### The records:
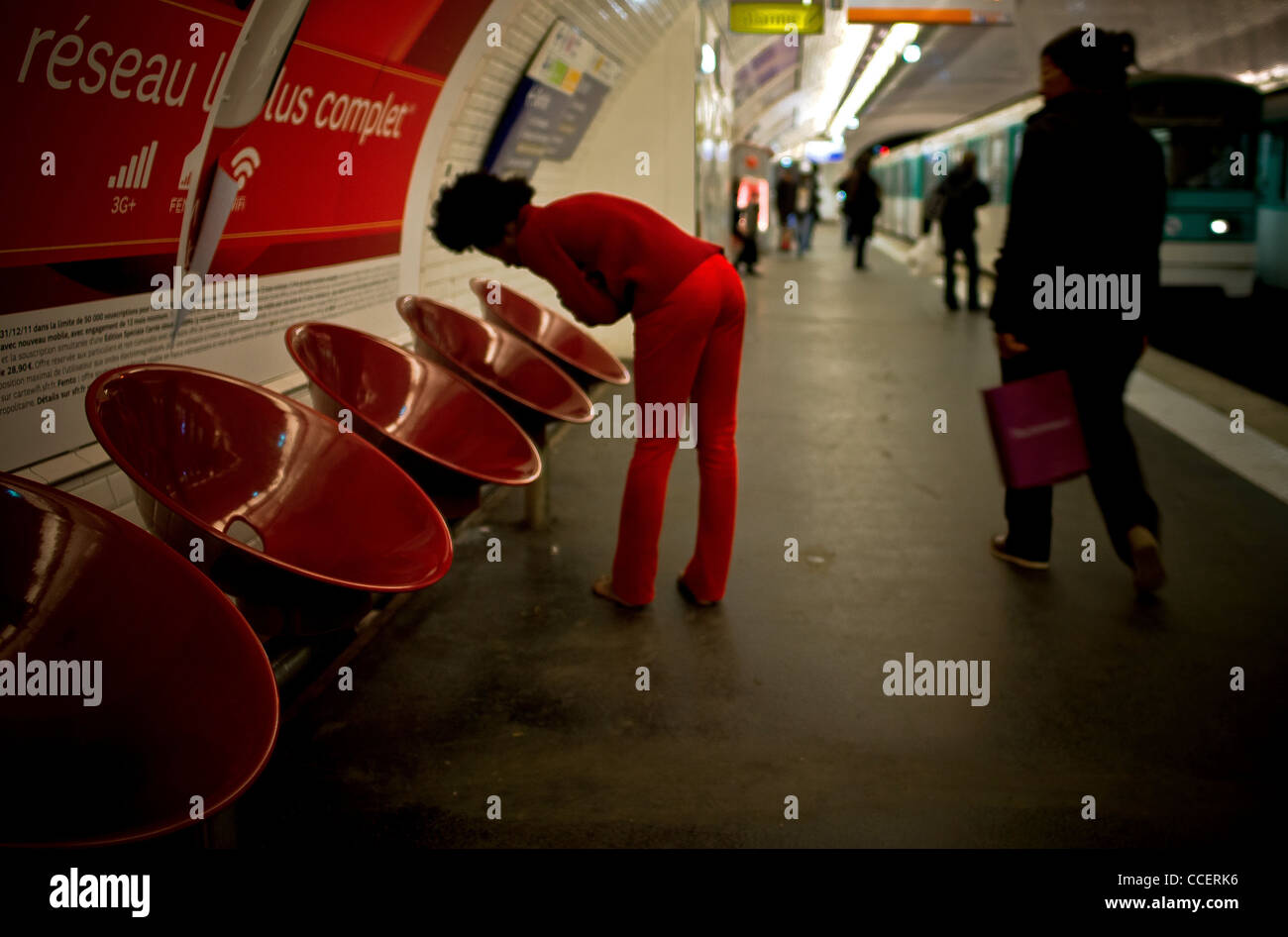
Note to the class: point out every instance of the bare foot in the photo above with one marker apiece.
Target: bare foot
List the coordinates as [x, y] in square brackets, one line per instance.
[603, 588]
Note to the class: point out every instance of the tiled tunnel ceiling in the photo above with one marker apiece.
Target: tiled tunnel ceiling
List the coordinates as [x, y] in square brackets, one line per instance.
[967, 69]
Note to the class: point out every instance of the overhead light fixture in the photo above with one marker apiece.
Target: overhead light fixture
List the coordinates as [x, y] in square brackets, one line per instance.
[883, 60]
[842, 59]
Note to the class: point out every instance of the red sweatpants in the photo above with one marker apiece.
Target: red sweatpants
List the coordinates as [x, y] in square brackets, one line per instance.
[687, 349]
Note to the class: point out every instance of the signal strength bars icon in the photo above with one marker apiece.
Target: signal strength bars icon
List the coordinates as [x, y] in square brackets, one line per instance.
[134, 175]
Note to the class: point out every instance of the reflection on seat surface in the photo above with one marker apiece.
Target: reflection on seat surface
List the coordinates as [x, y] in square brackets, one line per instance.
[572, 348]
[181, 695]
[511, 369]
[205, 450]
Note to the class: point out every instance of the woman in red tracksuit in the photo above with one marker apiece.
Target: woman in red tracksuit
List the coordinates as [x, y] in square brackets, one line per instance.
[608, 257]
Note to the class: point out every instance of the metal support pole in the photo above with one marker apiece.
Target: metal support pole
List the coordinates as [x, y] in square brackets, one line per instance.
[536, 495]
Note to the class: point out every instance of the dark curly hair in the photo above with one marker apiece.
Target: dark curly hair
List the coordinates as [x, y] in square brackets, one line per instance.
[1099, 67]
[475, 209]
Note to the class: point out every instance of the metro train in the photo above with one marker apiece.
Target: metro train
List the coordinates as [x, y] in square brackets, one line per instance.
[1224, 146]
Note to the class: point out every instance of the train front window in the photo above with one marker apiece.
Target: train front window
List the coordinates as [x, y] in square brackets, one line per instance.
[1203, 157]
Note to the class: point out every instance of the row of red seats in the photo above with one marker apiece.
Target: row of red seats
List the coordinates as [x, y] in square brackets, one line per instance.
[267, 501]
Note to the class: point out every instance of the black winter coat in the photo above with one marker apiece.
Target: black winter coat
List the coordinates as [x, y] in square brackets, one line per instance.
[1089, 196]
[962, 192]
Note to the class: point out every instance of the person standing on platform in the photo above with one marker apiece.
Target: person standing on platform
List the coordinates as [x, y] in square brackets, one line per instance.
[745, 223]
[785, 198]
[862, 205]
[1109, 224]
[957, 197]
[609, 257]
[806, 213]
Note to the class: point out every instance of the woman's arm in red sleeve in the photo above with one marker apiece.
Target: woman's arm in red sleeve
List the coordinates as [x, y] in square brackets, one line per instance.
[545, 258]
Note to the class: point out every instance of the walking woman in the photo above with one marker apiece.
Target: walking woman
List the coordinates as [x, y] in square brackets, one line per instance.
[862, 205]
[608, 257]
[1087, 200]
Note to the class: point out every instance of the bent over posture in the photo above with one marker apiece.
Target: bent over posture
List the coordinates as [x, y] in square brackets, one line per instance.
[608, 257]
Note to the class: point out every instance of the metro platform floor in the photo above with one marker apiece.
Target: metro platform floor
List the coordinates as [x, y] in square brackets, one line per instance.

### Exercise aim:
Write the records above out again exactly, with no pictures in your copy.

### Task solution:
Note to the class: point out every instance of the bare foot in the photo above with one marker apiece.
Target: bare foot
List the coordinates as [x, y] in square brackets, one line per instance.
[603, 588]
Note to the class: point out every instance of the tiled tunnel ceiling in the photo above with one marker apiece.
Target: tiled tunnel ceiling
List the coordinates as [x, y] in square brackets, one line per instance.
[967, 69]
Note to the class: point out every instance of the overhead light fixture in the photo above with one marker apiece.
Target: overhead light fixture
List the coordinates as [x, y] in square brackets, one line per instance.
[883, 60]
[842, 59]
Note to the class: point out every instance of the red sweatpants in the photo above with one marker apiece.
Target: red sweatpants
List the coordinates as [x, y] in square brackets, one line per instance.
[687, 349]
Note to the class: point out every instance of the signal strength bars icon in the photo above with one marker apiece.
Target: signal strength bars icon
List the coordinates as [x, y] in square brackets, one line per instance.
[134, 175]
Note to the class: point out every instance of the reflection on seat surface in the photo above with one marker apiece.
Target: reflection on seat surface
List the coordinates as [x, y] in square brackets, one line per instance.
[572, 348]
[181, 695]
[511, 369]
[205, 450]
Note to the class: point out every instance of the woman in red tracksuit in the photo above with one marker apiece.
Target: woman in red tracksuit
List the coordinates as [x, y] in square brackets, one line per instance.
[608, 257]
Note to the class: point out every instance of the metal support pole in the photo above with one marker apiece.
Target: metal support pole
List the coordinates as [x, y] in square brackets, one line per instance.
[536, 495]
Note to the class: point out every instance of the dark curly hair in the photo above with one marker apiece.
Target: dark curly hair
List the coordinates as [x, y] in square brackets, one line per instance.
[1099, 67]
[475, 209]
Note to the class: point out every instance of the metro train in the photo above with one marker apiece.
Target: metro train
List the coordinates as [x, y] in square brackets, one line per instance.
[1224, 146]
Note to the class: point out every instance of the train front window in the photo above with one marker apiece.
Target: train front window
List the coordinates as [x, y] in square brackets, one line per instance.
[1203, 157]
Note to the class: point out every instance of the row of red seats in the photo above with one marker apiece.
Target: row of red seats
List the coordinates as [x, y] in square brackets, one line per instance.
[267, 501]
Note to the class: point out every instance of the black winter coat in the photo above with one marker apiece.
Target: black winter coat
List the coordinates as [x, y] in square brackets, one line per instance.
[1089, 196]
[962, 192]
Note to the class: point out every instance of the person standing on platform in the photo above with one marker apiece.
Target: person standing on platform
List the coordinates as [x, y] in square brackets, one line per instance.
[745, 223]
[785, 198]
[862, 205]
[1109, 224]
[957, 197]
[609, 257]
[806, 213]
Note to the class: point out every instance of the woman's arm in red sleeve in the photo above with one marker apiece.
Target: woman's arm in red sleeve
List the coordinates as [x, y] in square brackets, one line per instance.
[545, 258]
Note to the class: point out every instance of the walking woman in the photo above with one marker apiece.
Target: walking woman
List the coordinates as [x, y] in square brackets, one line per instance.
[862, 205]
[608, 257]
[1087, 200]
Note to the class: point out every instance of the bent over posture in the photo above with one marker apiece.
Target: bent over posture
List the coordinates as [x, y] in square brackets, one line per instance.
[608, 257]
Note to the class: point out every instance of the metro platform floor in the photo above with one marker apiece.
Target: metro platform floor
List the coordinates as [x, y] in square brackets, one line per instance.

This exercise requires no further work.